Task requirements:
A - Using the export enforcement text, answer each question briefly.
(i) What did the California man try to ship, and to which country?
(ii) At what event did Matthew Axelrod announce four new Enforcement Initiatives?
(iii) For whom is the BIS document of updated guidance and best practices intended?
B - Carry on the export enforcement text past its final paragraph, matching its style.

Page text:
------------------------------

Enforcement

Commerce's Bureau of Industry and Security has published an updated version of “Don’t Let This Happen to You ,"  a compendium of case examples highlighting their criminal and administrative enforcement efforts.

A California man was sentanced for attempting to ship firearms and night-vision equipment to the Sultanate of Oman.  He attempted to conceal the firearms by disassembling them, wrapping them in aluminum foil, and then secreting them within automobiles inside the shipping container.

Assistant Secretary for Export Enforcement Matthew Axelrod announced four new Enforcement Initiatives at the 2024 Update Conference on Export Controls and Policy. In his plenary address, Mr. Axelrod introduced new guidance for the Freight Forwarder community, an updated compendium of enforcement examples, an antiboycott blacklist, and enhanced outreach to manufacturers and distributors of restricted good discovered on the battlefield in Ukraine.

The Department of Commerce’s Bureau of Industry and Security (BIS) has published a document containing updated guidance and best practices for freight forwarders and exporters who use freight forwarders to help them ensure compliance with U.S. export controls and regulatory requirements.

------------------------------

Photo object pointing lines:
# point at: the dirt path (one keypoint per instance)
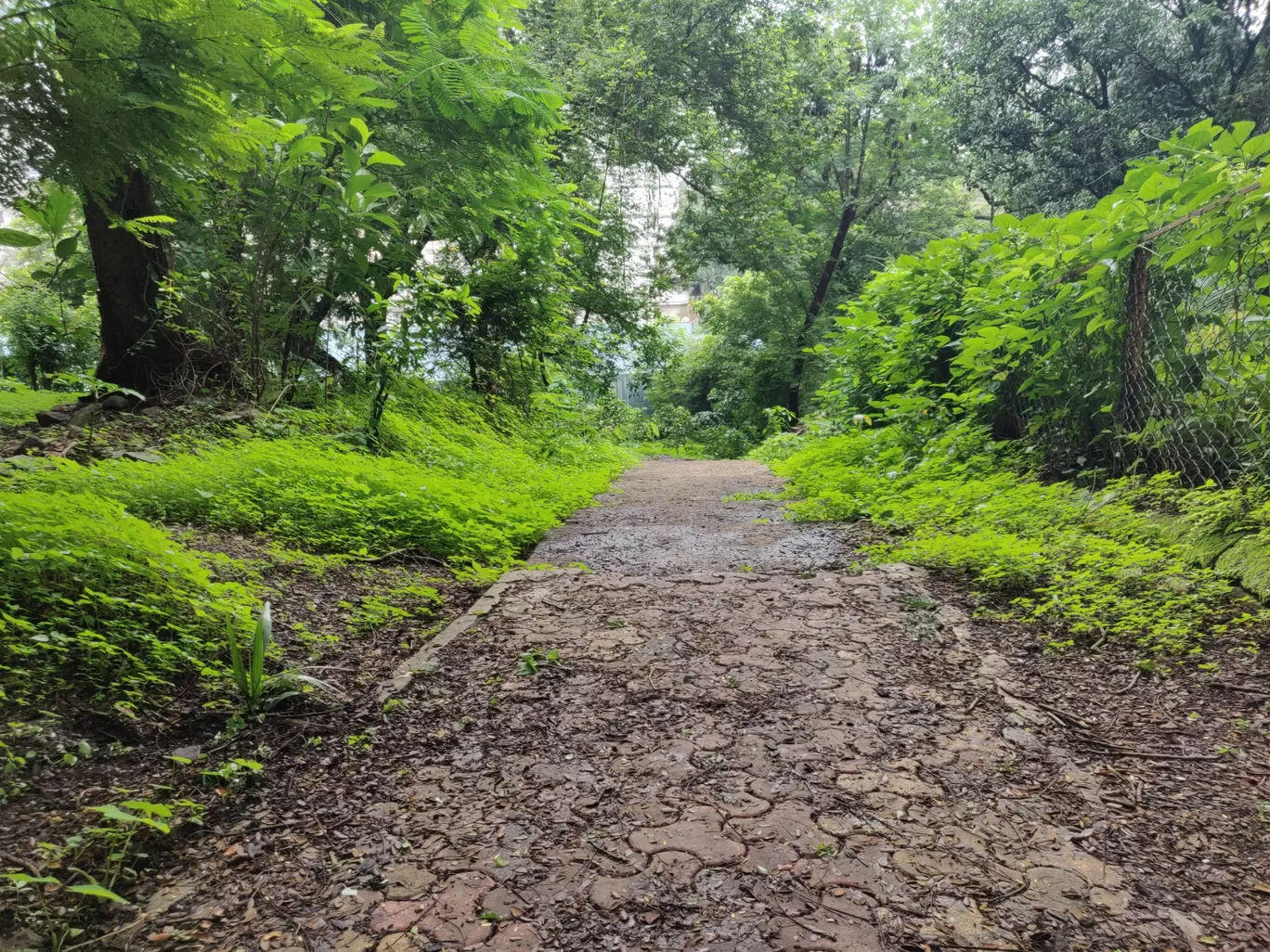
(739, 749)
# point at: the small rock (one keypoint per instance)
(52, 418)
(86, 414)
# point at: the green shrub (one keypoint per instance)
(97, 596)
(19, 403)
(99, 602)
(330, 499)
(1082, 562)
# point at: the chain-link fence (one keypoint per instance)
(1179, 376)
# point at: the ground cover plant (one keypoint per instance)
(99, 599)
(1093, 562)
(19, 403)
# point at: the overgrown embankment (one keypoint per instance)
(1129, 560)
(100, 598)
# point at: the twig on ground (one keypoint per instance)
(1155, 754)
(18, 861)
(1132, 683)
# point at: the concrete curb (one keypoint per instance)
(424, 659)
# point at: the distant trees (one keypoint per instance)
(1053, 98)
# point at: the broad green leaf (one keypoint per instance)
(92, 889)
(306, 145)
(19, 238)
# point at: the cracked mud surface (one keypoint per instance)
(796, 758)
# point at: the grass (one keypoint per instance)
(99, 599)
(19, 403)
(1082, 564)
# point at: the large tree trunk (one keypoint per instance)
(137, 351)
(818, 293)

------------------------------

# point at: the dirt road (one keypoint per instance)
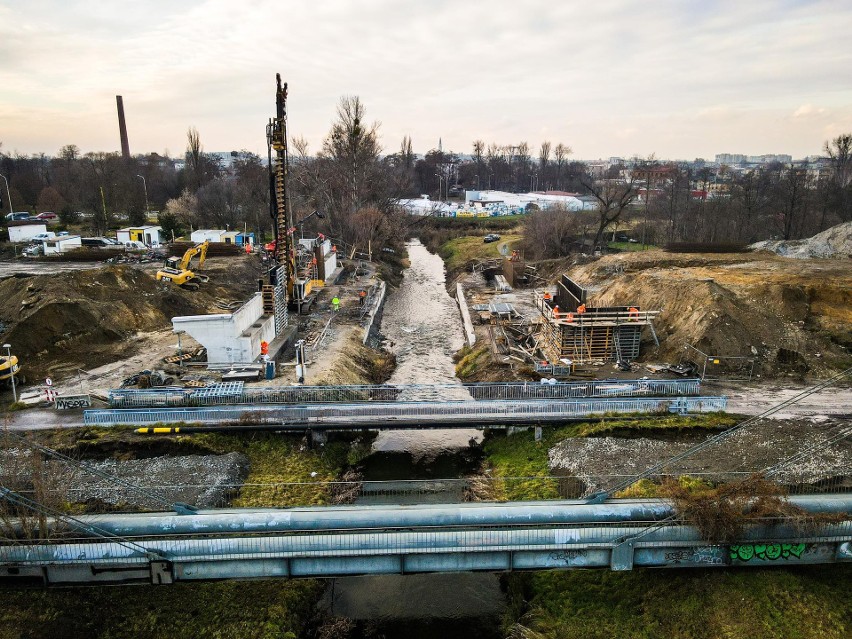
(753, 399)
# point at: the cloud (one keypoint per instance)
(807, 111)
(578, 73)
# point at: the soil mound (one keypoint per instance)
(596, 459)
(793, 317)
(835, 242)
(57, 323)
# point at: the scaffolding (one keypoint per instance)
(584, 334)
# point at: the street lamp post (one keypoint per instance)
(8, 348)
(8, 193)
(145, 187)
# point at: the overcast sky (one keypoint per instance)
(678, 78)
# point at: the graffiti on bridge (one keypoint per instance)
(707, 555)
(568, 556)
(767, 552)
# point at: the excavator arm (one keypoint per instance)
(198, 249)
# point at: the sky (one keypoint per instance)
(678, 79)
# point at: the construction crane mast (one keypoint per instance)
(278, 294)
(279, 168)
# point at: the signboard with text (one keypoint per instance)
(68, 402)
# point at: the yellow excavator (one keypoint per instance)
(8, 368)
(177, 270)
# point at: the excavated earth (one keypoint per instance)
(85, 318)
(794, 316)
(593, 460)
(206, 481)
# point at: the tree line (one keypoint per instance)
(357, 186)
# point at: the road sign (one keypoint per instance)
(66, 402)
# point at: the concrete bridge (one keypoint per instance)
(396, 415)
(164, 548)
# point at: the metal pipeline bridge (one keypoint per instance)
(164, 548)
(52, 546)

------------------------------

Expected responses:
A -
(i) Firearms and night-vision equipment, to the Sultanate of Oman.
(ii) The 2024 Update Conference on Export Controls and Policy.
(iii) Freight forwarders and exporters who use freight forwarders.

B -
Swiss commodity broker Trafigura pleaded guilty to crimes related to bribing Brazilian officials of the state owned oil company Petrobras, the Justice Department announced March 28. The $126 million settlement noted the firm's extensive prior misconduct, as well that "Trafigura was slow to exercise disciplinary and remedial measures," and  "Trafigura failed to preserve and produce certain documents and evidence in a timely manner and, at times, took positions that were inconsistent with full cooperation."

The Latvian partner of a Kansas avionics distributor has been indicted for his role in a years-long scheme to  sell sophisticated avionics equipment to Russian companies, in violation of U.S. export laws.  The defendant is the third to be arrested and charged in connection with the conspiracy led by a Kansas company and two U.S. nationals, originally reported on March of 2023

A federal grand jury in the Southern District of Florida returned an indictment March 18 charging a former finance director of the Latin America division of Stericycle Inc., an international waste management company headquartered in Lake Forest, Illinois, for his role in an alleged scheme to pay over $10 million in bribes to foreign officials in Brazil, Mexico, and Argentina. According to court documents, between 2011 and 2016, Abraham Cigarroa Cervantes, 51, of Mexico, and others allegedly caused hundreds of bribe payments to be made to government officials in Brazil, Mexico, and Argentina to obtain and retain business and to secure improper advantages for Stericycle, a U.S. securities issuer, in connection with providing waste management services.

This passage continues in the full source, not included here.